───── DATASET EXCERPTS

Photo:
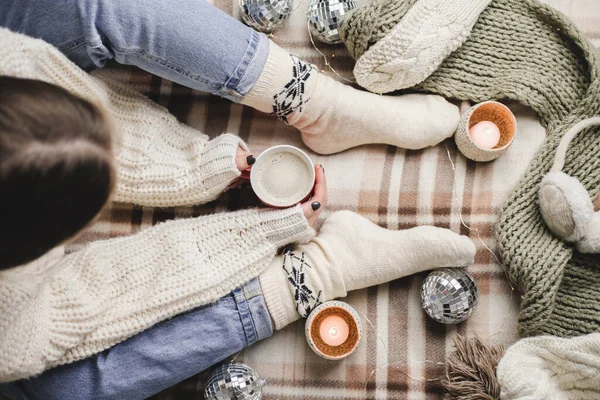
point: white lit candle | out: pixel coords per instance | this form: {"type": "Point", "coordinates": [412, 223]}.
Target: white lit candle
{"type": "Point", "coordinates": [334, 330]}
{"type": "Point", "coordinates": [485, 135]}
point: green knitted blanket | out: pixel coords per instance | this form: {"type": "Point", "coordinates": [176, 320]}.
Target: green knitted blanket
{"type": "Point", "coordinates": [523, 50]}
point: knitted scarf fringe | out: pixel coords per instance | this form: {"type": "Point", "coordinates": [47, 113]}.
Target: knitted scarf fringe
{"type": "Point", "coordinates": [471, 370]}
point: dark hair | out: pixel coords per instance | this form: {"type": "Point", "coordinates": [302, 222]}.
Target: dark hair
{"type": "Point", "coordinates": [56, 167]}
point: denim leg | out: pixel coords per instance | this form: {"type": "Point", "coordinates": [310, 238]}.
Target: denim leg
{"type": "Point", "coordinates": [190, 42]}
{"type": "Point", "coordinates": [159, 357]}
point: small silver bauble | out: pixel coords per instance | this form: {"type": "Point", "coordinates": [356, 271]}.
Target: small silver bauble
{"type": "Point", "coordinates": [324, 17]}
{"type": "Point", "coordinates": [265, 15]}
{"type": "Point", "coordinates": [234, 381]}
{"type": "Point", "coordinates": [449, 295]}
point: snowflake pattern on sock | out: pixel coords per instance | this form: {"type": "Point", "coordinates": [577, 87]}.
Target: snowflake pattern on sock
{"type": "Point", "coordinates": [305, 297]}
{"type": "Point", "coordinates": [292, 98]}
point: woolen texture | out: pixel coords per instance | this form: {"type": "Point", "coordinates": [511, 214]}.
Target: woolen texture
{"type": "Point", "coordinates": [429, 32]}
{"type": "Point", "coordinates": [352, 253]}
{"type": "Point", "coordinates": [60, 309]}
{"type": "Point", "coordinates": [334, 117]}
{"type": "Point", "coordinates": [526, 51]}
{"type": "Point", "coordinates": [160, 162]}
{"type": "Point", "coordinates": [551, 368]}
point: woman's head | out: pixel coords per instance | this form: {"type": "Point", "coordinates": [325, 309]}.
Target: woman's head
{"type": "Point", "coordinates": [56, 167]}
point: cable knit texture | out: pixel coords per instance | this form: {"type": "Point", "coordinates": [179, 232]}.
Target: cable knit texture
{"type": "Point", "coordinates": [334, 117]}
{"type": "Point", "coordinates": [161, 162]}
{"type": "Point", "coordinates": [526, 51]}
{"type": "Point", "coordinates": [424, 37]}
{"type": "Point", "coordinates": [61, 309]}
{"type": "Point", "coordinates": [352, 253]}
{"type": "Point", "coordinates": [551, 368]}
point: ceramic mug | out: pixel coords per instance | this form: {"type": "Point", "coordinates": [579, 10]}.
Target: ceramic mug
{"type": "Point", "coordinates": [269, 155]}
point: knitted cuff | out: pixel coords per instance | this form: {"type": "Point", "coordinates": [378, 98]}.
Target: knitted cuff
{"type": "Point", "coordinates": [429, 32]}
{"type": "Point", "coordinates": [278, 296]}
{"type": "Point", "coordinates": [271, 80]}
{"type": "Point", "coordinates": [286, 226]}
{"type": "Point", "coordinates": [217, 167]}
{"type": "Point", "coordinates": [283, 86]}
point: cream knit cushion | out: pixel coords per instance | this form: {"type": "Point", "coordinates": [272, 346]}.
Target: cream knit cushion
{"type": "Point", "coordinates": [418, 44]}
{"type": "Point", "coordinates": [352, 253]}
{"type": "Point", "coordinates": [551, 368]}
{"type": "Point", "coordinates": [161, 162]}
{"type": "Point", "coordinates": [60, 309]}
{"type": "Point", "coordinates": [334, 117]}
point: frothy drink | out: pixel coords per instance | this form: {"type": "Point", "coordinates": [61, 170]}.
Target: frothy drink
{"type": "Point", "coordinates": [282, 176]}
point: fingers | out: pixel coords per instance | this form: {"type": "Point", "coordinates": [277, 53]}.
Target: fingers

──────────

**TASK TO CARRY OUT**.
Render all of the rows above as a numbered list, one line per item, omitting any blank lines. Leave the pictures out of your answer.

**SOLUTION TO THIS TASK**.
1. Photo:
2. point: white lit candle | out: pixel coords per instance | this form: {"type": "Point", "coordinates": [412, 223]}.
3. Target: white lit candle
4. {"type": "Point", "coordinates": [334, 330]}
5. {"type": "Point", "coordinates": [485, 135]}
6. point: green knitted blanket | out: pixel coords per instance | this form: {"type": "Point", "coordinates": [176, 320]}.
7. Target: green knitted blanket
8. {"type": "Point", "coordinates": [523, 50]}
9. point: knitted scarf fringe | out: pixel coords per instance | this form: {"type": "Point", "coordinates": [47, 113]}.
10. Target: knitted scarf fringe
11. {"type": "Point", "coordinates": [471, 370]}
12. point: dark hair | out: pixel coords per instance | this form: {"type": "Point", "coordinates": [302, 222]}.
13. Target: dark hair
14. {"type": "Point", "coordinates": [56, 167]}
15. point: denim leg | out: pixel coords per instance | this form: {"type": "Point", "coordinates": [310, 238]}.
16. Target: denim leg
17. {"type": "Point", "coordinates": [190, 42]}
18. {"type": "Point", "coordinates": [159, 357]}
19. point: small silver bauble | out: pixel coords per instance | this form: {"type": "Point", "coordinates": [356, 271]}.
20. Target: small silver bauble
21. {"type": "Point", "coordinates": [324, 17]}
22. {"type": "Point", "coordinates": [265, 15]}
23. {"type": "Point", "coordinates": [234, 381]}
24. {"type": "Point", "coordinates": [449, 295]}
25. point: snowflake pattern on sock | out: pixel coords per instance | this form: {"type": "Point", "coordinates": [577, 87]}.
26. Target: snowflake pattern on sock
27. {"type": "Point", "coordinates": [305, 297]}
28. {"type": "Point", "coordinates": [292, 98]}
29. point: woolen texture | out: pixel coords per instance | this form: {"type": "Point", "coordinates": [511, 214]}.
30. Target: woolen texture
31. {"type": "Point", "coordinates": [429, 32]}
32. {"type": "Point", "coordinates": [352, 253]}
33. {"type": "Point", "coordinates": [60, 309]}
34. {"type": "Point", "coordinates": [334, 117]}
35. {"type": "Point", "coordinates": [526, 51]}
36. {"type": "Point", "coordinates": [160, 162]}
37. {"type": "Point", "coordinates": [551, 368]}
38. point: woman's head | out: pixel coords per instance | this form: {"type": "Point", "coordinates": [325, 309]}.
39. Target: woman's head
40. {"type": "Point", "coordinates": [56, 167]}
41. point: cable knit texture | out: pixel coords per instance | this form: {"type": "Point", "coordinates": [179, 232]}.
42. Target: cable knit texture
43. {"type": "Point", "coordinates": [334, 117]}
44. {"type": "Point", "coordinates": [161, 162]}
45. {"type": "Point", "coordinates": [526, 51]}
46. {"type": "Point", "coordinates": [424, 37]}
47. {"type": "Point", "coordinates": [61, 309]}
48. {"type": "Point", "coordinates": [352, 253]}
49. {"type": "Point", "coordinates": [551, 368]}
50. point: ceramic mug | out: pixel coords per instance | this form: {"type": "Point", "coordinates": [579, 10]}.
51. Target: ceramic mug
52. {"type": "Point", "coordinates": [269, 155]}
53. point: knitted cuff | out: pixel coords per instance | this form: {"type": "Point", "coordinates": [378, 98]}.
54. Target: knitted cuff
55. {"type": "Point", "coordinates": [429, 32]}
56. {"type": "Point", "coordinates": [278, 296]}
57. {"type": "Point", "coordinates": [271, 80]}
58. {"type": "Point", "coordinates": [286, 226]}
59. {"type": "Point", "coordinates": [217, 167]}
60. {"type": "Point", "coordinates": [283, 86]}
61. point: cream knit cushion | out: pixel coords per instance | this form: {"type": "Point", "coordinates": [272, 346]}.
62. Target: cream knit cushion
63. {"type": "Point", "coordinates": [418, 44]}
64. {"type": "Point", "coordinates": [352, 253]}
65. {"type": "Point", "coordinates": [551, 368]}
66. {"type": "Point", "coordinates": [161, 162]}
67. {"type": "Point", "coordinates": [60, 309]}
68. {"type": "Point", "coordinates": [334, 117]}
69. point: frothy drink | out: pixel coords per instance | this form: {"type": "Point", "coordinates": [61, 170]}.
70. Target: frothy drink
71. {"type": "Point", "coordinates": [282, 176]}
72. point: fingers | out: pixel coords per instance | this form: {"type": "Point", "coordinates": [277, 53]}.
73. Target: fingers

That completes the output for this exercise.